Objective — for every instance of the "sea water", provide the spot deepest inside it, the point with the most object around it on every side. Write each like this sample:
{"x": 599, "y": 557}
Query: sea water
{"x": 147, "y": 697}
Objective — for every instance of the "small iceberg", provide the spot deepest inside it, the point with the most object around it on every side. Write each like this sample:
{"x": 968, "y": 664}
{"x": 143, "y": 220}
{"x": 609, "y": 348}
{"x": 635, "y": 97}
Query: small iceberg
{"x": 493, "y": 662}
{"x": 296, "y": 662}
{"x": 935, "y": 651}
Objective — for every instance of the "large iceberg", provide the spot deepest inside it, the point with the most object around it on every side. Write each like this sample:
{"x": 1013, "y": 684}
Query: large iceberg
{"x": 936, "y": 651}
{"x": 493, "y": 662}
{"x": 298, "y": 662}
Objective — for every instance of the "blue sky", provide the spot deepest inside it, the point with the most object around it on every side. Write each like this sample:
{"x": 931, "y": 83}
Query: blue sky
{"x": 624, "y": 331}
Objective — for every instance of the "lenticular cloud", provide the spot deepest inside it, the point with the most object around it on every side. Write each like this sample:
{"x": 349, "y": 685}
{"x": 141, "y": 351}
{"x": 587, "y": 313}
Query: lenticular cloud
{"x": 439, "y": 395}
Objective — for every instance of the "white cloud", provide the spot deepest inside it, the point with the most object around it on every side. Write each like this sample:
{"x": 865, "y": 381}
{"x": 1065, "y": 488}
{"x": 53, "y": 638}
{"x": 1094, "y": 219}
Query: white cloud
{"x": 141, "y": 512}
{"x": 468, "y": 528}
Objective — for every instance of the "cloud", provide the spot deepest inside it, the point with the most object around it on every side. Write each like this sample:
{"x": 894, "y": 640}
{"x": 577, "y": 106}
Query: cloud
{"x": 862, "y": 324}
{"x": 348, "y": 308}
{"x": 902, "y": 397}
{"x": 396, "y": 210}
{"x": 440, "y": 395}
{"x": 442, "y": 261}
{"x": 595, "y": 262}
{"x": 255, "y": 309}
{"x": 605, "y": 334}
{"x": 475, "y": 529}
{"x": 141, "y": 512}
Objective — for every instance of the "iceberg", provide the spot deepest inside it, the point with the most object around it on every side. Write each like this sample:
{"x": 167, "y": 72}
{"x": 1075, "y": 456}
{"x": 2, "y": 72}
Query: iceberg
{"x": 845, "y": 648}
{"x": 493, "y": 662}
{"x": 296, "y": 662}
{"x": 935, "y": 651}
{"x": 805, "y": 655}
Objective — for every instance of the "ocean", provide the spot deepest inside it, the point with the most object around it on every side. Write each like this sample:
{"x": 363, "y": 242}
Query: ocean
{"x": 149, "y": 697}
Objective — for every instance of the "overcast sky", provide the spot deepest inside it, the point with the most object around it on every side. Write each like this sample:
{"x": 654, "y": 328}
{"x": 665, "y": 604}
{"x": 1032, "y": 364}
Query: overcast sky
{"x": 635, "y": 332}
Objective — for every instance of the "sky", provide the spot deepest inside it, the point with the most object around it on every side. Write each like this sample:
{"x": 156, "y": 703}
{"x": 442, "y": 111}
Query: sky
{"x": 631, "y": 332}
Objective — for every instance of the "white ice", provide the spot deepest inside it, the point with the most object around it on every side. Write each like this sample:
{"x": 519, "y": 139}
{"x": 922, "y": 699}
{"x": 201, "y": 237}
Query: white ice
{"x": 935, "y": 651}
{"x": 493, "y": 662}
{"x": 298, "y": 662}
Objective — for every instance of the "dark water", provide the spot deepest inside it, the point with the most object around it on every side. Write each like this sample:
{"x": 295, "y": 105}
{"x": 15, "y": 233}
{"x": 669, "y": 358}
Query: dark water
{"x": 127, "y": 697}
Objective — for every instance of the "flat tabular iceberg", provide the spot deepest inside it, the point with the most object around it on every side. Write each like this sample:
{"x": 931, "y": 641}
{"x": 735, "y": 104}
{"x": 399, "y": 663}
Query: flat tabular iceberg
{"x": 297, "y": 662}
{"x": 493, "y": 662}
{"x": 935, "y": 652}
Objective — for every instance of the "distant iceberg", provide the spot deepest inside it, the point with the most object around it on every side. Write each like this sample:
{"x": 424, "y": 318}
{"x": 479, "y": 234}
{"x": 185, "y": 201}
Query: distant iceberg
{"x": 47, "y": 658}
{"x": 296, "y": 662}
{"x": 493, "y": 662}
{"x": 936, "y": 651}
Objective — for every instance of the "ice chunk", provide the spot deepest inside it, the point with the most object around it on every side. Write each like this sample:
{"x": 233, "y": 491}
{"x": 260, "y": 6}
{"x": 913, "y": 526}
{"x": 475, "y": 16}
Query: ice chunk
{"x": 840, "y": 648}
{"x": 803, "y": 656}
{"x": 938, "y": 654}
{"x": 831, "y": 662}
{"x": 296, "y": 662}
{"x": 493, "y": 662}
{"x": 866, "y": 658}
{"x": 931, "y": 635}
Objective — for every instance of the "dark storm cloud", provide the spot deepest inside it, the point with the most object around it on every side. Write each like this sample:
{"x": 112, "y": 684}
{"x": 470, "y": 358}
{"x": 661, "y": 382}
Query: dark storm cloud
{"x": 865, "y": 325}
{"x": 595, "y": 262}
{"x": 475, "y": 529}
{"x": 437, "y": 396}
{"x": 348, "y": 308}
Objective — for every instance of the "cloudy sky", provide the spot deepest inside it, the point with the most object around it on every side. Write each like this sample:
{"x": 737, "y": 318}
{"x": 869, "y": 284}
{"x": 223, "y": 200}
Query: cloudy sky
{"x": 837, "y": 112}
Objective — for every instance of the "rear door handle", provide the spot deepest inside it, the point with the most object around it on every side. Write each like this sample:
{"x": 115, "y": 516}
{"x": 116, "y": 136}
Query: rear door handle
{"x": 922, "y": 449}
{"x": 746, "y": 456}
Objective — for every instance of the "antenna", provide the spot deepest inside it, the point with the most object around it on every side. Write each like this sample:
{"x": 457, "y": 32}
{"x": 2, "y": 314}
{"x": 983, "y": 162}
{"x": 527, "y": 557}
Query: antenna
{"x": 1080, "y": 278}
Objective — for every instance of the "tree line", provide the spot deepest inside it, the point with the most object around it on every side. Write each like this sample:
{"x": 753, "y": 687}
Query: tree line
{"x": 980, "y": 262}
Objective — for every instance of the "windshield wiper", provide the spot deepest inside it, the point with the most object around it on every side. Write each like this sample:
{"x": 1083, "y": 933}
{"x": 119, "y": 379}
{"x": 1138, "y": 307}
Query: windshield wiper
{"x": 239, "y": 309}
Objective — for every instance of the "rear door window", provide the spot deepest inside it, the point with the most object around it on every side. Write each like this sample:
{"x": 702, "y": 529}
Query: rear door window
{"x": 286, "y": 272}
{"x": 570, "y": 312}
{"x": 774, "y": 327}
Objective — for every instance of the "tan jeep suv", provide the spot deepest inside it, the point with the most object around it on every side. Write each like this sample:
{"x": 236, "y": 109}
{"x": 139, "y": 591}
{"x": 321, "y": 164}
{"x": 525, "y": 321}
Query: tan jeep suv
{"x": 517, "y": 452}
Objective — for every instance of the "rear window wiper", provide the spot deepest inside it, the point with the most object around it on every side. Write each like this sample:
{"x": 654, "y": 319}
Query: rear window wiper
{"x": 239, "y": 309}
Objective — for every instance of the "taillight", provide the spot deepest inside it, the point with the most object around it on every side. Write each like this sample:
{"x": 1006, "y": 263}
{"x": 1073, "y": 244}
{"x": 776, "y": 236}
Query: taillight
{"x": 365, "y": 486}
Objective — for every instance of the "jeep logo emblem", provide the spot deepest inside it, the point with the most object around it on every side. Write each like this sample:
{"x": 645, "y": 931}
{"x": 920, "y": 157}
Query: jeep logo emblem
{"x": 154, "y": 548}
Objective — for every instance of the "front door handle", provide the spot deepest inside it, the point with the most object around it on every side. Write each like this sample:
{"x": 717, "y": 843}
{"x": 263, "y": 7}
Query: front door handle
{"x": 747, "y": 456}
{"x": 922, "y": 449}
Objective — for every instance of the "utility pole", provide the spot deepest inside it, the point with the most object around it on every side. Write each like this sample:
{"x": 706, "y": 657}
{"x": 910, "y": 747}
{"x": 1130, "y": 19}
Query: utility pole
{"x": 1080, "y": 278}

__Your task__
Extract every line of the records above that contains the string "front".

__Finished task__
Objective — for every instance of the "front door handle", provide the spot deepest inside it, the point with the most object around it on every side. Write each like this sample:
Query: front door handle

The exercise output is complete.